» What you should do: Reproduce every one of the following records verbatim, line for line, changing no character.

..............................

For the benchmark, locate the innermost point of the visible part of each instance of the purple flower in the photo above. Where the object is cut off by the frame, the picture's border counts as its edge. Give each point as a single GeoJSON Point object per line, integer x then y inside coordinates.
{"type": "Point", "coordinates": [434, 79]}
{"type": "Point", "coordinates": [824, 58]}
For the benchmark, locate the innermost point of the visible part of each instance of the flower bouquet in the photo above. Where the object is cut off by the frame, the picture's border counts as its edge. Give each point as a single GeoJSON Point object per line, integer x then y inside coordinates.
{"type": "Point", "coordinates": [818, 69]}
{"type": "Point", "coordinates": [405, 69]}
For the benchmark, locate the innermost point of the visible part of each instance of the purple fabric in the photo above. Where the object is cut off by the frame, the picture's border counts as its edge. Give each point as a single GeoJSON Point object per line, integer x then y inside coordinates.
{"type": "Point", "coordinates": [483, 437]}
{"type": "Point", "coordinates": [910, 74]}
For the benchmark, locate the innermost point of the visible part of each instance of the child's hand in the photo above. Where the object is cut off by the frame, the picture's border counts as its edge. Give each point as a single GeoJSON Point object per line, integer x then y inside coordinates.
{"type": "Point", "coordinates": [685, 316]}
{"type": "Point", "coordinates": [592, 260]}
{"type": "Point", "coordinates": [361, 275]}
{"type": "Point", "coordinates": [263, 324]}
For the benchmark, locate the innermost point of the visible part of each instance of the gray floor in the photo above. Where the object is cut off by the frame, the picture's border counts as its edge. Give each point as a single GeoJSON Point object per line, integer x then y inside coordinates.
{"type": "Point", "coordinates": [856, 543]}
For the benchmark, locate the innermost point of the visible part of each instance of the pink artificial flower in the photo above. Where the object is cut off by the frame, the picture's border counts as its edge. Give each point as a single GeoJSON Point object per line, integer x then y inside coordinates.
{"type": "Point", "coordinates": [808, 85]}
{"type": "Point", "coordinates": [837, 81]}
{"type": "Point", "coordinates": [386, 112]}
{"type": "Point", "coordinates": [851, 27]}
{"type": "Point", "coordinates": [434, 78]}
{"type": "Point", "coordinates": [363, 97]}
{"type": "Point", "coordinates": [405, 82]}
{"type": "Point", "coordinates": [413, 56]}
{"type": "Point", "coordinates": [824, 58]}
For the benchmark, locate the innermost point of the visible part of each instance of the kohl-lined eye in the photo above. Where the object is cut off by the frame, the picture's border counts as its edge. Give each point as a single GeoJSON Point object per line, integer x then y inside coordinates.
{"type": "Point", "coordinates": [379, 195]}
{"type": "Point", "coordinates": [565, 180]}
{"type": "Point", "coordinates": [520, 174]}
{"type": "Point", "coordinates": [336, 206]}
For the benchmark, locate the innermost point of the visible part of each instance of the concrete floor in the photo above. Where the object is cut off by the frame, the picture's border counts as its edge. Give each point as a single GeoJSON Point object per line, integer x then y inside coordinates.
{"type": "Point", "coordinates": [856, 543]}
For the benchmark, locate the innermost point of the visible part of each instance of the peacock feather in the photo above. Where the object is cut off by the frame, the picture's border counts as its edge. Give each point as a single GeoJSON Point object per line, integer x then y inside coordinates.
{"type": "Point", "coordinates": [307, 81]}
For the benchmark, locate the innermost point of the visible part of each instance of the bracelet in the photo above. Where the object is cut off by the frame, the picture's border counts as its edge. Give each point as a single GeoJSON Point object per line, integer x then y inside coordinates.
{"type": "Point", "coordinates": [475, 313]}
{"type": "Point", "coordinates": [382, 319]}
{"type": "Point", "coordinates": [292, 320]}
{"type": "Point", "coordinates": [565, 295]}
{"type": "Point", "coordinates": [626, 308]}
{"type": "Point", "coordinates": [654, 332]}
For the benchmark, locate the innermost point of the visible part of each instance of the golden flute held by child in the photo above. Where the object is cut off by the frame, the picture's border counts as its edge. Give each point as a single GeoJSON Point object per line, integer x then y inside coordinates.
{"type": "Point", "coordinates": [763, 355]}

..............................

» Reply to the task:
For the benchmark, locate the innermost point of the visible part of each instance of the purple flower in the photo above. Where the object is cut off by the frame, the picture's border counts as its edge. Give each point as a single GeoJSON Point object per line, integer x then y inside coordinates.
{"type": "Point", "coordinates": [434, 79]}
{"type": "Point", "coordinates": [824, 58]}
For the benchmark, locate the innermost point of the visible part of each instance of the flower bouquet in the photo above. Where the object is cut off by the frame, the picture's border counts as its edge. Give each point as a single GeoJSON Point object per line, integer x then y inside coordinates.
{"type": "Point", "coordinates": [818, 69]}
{"type": "Point", "coordinates": [405, 69]}
For the benchmark, locate the innermost point of the visible part of each instance of the purple fabric in the photo above. Where the object is cut off by the frame, the picture's border counts as its edge. Give each point as a single GeoJSON Point object per line, integer x then y inside coordinates.
{"type": "Point", "coordinates": [483, 437]}
{"type": "Point", "coordinates": [910, 74]}
For the benchmark, locate the innermost point of the visible part of each instance of the child's hand in the photo above. Where the object is cut off by the frame, the picture's border counts as its edge. Give each point as a single GeoJSON Point object per line, integer x then y inside coordinates.
{"type": "Point", "coordinates": [685, 316]}
{"type": "Point", "coordinates": [592, 260]}
{"type": "Point", "coordinates": [361, 275]}
{"type": "Point", "coordinates": [263, 324]}
For the benchmark, locate the innermost point of the visible part of each instance of the gray floor in the photo above. Where the object is cut off by the frame, the picture's border counts as its edge. Give each point as a single GeoJSON Point object per line, integer x then y inside coordinates.
{"type": "Point", "coordinates": [856, 543]}
For the benchmark, locate the innermost point of the visible part of each instance of the pink artificial flower in the photo above. Where the object is cut off by the frame, the picture's border counts as its edge. Give each point as a single GeoJSON Point object per line, integer x then y inside coordinates.
{"type": "Point", "coordinates": [808, 85]}
{"type": "Point", "coordinates": [837, 81]}
{"type": "Point", "coordinates": [386, 112]}
{"type": "Point", "coordinates": [851, 27]}
{"type": "Point", "coordinates": [434, 78]}
{"type": "Point", "coordinates": [363, 97]}
{"type": "Point", "coordinates": [405, 82]}
{"type": "Point", "coordinates": [413, 56]}
{"type": "Point", "coordinates": [824, 58]}
For the benchmark, locate the innermost point of the visible part of each instance of the kohl-lined eye in the photo above. Where the object is cut off by the frame, the picture's border counts as its edge. Give each point as a single GeoJSON Point object per line, integer x then y inside coordinates.
{"type": "Point", "coordinates": [379, 195]}
{"type": "Point", "coordinates": [565, 180]}
{"type": "Point", "coordinates": [520, 174]}
{"type": "Point", "coordinates": [336, 206]}
For the benchmark, locate the innermost point of the visible part of each instance of the concrete floor in the photo above. Where the object is cut off by the frame, the picture's border counts as its edge. Give each point as a single GeoJSON Point object per line, integer x then y inside coordinates.
{"type": "Point", "coordinates": [856, 543]}
For the benchmark, locate the innermost point of the visible part of each instance of the peacock feather in the photo above. Where the object is cut off by the frame, the picture's border counts as its edge. Give each point as a single GeoJSON Point object per line, integer x then y inside coordinates.
{"type": "Point", "coordinates": [307, 81]}
For the benchmark, locate the innermost point of the visible part of each instance of the bracelet in the photo above. Where the object is cut off by the frame, the picture's border counts as its edge. Give each point as a single GeoJSON Point object per line, integer x then y inside coordinates.
{"type": "Point", "coordinates": [475, 313]}
{"type": "Point", "coordinates": [382, 319]}
{"type": "Point", "coordinates": [292, 320]}
{"type": "Point", "coordinates": [565, 295]}
{"type": "Point", "coordinates": [626, 308]}
{"type": "Point", "coordinates": [654, 332]}
For the benchmark, locate the innermost point of the visible part of each instance of the golden flute held by child in the photo above. Where the object is cut off by the frame, the picture's border counts as its edge. Give each point as a single GeoJSON Point object per line, integer x then y inside coordinates.
{"type": "Point", "coordinates": [763, 355]}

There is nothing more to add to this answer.